=== What needs to be done ===
The required answer is every line of the data containing the word "formatted".

=== Records for the task ===
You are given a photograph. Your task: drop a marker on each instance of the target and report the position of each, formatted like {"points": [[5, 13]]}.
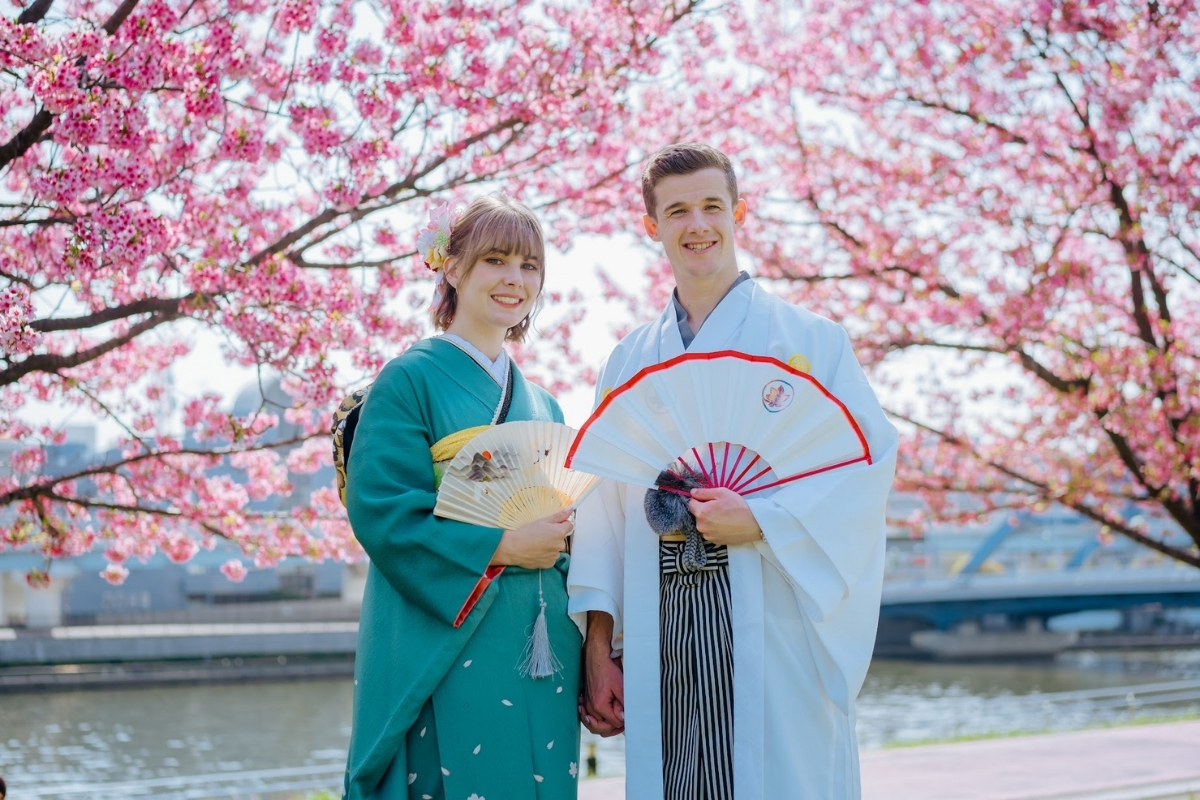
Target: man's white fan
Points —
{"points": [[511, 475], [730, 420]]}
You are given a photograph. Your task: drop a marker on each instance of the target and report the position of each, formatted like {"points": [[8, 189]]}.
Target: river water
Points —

---

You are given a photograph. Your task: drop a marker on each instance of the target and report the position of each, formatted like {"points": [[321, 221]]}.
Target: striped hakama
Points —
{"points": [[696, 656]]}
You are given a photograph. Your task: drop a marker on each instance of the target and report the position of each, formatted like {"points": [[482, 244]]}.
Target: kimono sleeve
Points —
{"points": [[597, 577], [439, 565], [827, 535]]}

=== Answer box ===
You are given a photograph. Your task: drop a marker on each instance of the target and report the position of each, formatted like {"points": [[5, 13]]}.
You are given a photograph. Your task: drop a marker on each instance of the target and report the position of each, formatted like {"points": [[8, 189]]}.
You are given a photograph. Your task: drop a marker on each instance of the target and report the position of each, formatted like {"points": [[321, 221]]}.
You are given a photograph. Your task: drop a marker on each instance of the target and report the position of each, formatted like {"points": [[482, 244]]}.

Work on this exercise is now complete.